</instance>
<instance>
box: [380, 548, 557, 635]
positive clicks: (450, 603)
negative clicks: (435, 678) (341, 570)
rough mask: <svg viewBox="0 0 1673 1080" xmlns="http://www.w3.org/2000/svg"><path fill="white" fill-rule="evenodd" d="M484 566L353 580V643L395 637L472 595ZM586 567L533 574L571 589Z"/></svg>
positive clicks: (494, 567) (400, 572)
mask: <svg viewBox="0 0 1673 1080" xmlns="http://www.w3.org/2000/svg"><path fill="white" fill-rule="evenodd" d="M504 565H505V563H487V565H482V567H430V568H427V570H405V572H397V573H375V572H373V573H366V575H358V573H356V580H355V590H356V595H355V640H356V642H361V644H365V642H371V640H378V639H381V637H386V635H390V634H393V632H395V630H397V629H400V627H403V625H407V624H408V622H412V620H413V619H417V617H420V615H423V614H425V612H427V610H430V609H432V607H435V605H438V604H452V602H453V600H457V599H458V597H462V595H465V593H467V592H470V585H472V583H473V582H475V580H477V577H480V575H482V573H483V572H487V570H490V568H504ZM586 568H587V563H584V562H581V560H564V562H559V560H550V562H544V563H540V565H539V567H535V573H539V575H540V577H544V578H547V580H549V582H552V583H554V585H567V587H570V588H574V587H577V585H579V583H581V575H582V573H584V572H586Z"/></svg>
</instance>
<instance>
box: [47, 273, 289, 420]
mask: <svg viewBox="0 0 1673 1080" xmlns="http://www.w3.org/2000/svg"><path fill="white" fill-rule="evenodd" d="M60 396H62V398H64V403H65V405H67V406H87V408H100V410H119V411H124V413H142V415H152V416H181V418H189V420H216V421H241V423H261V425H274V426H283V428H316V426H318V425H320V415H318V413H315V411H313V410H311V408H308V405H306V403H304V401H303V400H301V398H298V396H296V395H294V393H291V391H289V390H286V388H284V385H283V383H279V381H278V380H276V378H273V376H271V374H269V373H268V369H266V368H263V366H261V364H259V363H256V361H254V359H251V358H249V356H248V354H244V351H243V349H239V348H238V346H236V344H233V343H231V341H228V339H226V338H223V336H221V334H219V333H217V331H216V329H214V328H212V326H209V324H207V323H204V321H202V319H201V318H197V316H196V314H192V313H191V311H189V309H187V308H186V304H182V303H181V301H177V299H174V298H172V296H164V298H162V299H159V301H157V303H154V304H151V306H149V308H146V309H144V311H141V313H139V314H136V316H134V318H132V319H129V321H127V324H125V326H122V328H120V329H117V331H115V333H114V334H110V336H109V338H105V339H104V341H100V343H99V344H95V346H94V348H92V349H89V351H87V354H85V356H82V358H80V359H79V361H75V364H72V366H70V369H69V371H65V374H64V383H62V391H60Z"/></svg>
· · · ·
Write out the whole listing once more, exactly as it reads.

</instance>
<instance>
box: [380, 548, 557, 635]
positive clicks: (450, 603)
negative clicks: (435, 678) (341, 570)
rough mask: <svg viewBox="0 0 1673 1080" xmlns="http://www.w3.org/2000/svg"><path fill="white" fill-rule="evenodd" d="M484 566L353 580V643L395 637L472 595ZM586 567L533 574L571 589Z"/></svg>
positive clicks: (494, 567) (400, 572)
mask: <svg viewBox="0 0 1673 1080" xmlns="http://www.w3.org/2000/svg"><path fill="white" fill-rule="evenodd" d="M504 565H505V563H487V565H482V567H430V568H427V570H405V572H397V573H375V572H373V573H366V575H358V573H356V580H355V590H356V595H355V640H356V642H361V644H365V642H371V640H378V639H381V637H386V635H390V634H393V632H395V630H397V629H400V627H403V625H407V624H408V622H412V620H413V619H417V617H420V615H423V614H425V612H427V610H430V609H432V607H435V605H438V604H452V602H453V600H457V599H458V597H462V595H465V593H467V592H470V585H472V583H473V582H475V580H477V577H480V575H482V573H483V572H487V570H490V568H504ZM586 568H587V563H584V562H581V560H564V562H559V560H550V562H544V563H540V565H539V567H535V573H539V575H540V577H544V578H547V580H549V582H552V583H554V585H567V587H570V588H574V587H577V585H579V583H581V575H582V573H584V572H586Z"/></svg>
</instance>
<instance>
box: [47, 273, 289, 420]
mask: <svg viewBox="0 0 1673 1080" xmlns="http://www.w3.org/2000/svg"><path fill="white" fill-rule="evenodd" d="M60 396H62V398H64V403H65V405H67V406H87V408H100V410H119V411H124V413H142V415H152V416H181V418H189V420H216V421H241V423H261V425H274V426H283V428H316V426H318V425H320V415H318V413H315V411H313V410H311V408H308V405H306V403H304V401H303V400H301V398H298V396H296V395H294V393H291V391H289V390H286V388H284V385H283V383H279V381H278V380H276V378H273V376H271V374H269V373H268V369H266V368H263V366H261V364H259V363H256V361H254V359H251V358H249V356H248V354H244V351H243V349H239V348H238V346H236V344H233V343H231V341H228V339H226V338H223V336H221V334H219V333H217V331H216V329H214V328H212V326H209V324H207V323H204V321H202V319H201V318H197V316H196V314H192V313H191V311H189V309H187V308H186V304H182V303H181V301H177V299H174V298H172V296H164V298H162V299H159V301H157V303H154V304H151V306H149V308H146V309H144V311H141V313H139V314H136V316H134V318H132V319H129V321H127V324H125V326H122V328H120V329H117V331H115V333H114V334H110V336H109V338H105V339H104V341H100V343H99V344H95V346H94V348H92V349H89V351H87V354H85V356H82V358H80V359H79V361H75V364H72V366H70V369H69V371H65V374H64V383H62V391H60Z"/></svg>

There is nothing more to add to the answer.